Task details: Copy out every line of the items below that contains the word "query", matching it only where the case is the same.

* * *

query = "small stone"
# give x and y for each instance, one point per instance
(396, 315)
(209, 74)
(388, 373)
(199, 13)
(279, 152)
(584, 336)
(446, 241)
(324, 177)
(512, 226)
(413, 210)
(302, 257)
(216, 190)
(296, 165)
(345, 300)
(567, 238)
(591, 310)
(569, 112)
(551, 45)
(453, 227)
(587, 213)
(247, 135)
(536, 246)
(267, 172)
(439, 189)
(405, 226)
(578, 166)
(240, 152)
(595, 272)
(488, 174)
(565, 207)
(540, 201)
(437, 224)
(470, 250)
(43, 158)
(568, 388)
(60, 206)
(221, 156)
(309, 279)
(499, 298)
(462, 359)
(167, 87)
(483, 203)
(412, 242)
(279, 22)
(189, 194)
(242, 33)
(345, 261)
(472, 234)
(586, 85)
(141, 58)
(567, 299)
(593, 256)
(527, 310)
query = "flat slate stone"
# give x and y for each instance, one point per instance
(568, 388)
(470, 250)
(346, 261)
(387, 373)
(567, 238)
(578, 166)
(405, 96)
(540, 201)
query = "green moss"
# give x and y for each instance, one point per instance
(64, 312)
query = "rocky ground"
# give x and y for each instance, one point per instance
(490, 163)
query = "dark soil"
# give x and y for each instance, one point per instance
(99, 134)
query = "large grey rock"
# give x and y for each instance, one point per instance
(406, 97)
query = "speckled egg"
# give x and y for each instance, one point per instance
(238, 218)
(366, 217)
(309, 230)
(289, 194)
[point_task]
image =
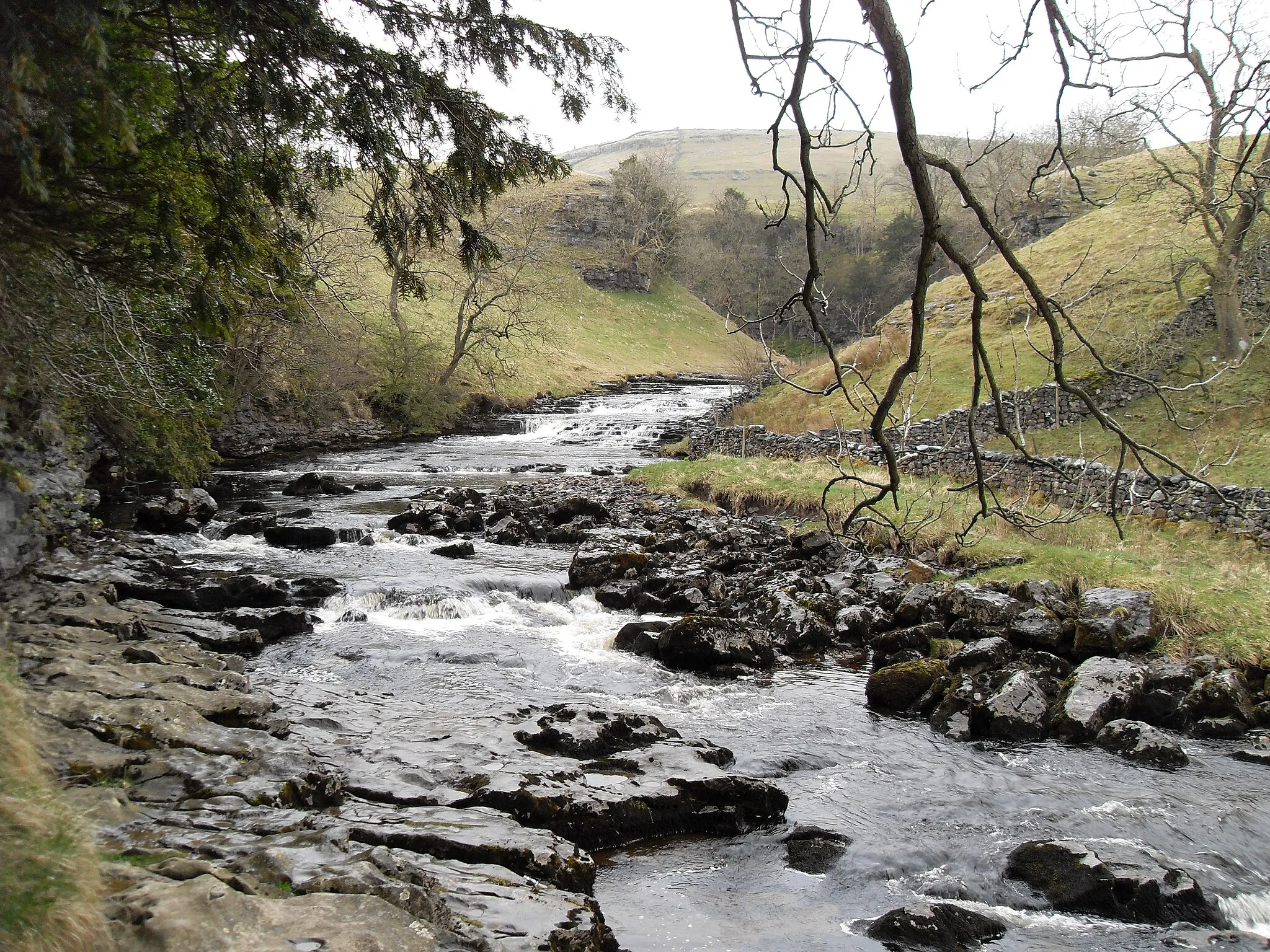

* * *

Answer to the problem:
query = "small stone"
query = "flat slate stone"
query = "green moss"
query = "rocky ground"
query = "dark soil"
query = "large grey rock"
query = "speckled egg"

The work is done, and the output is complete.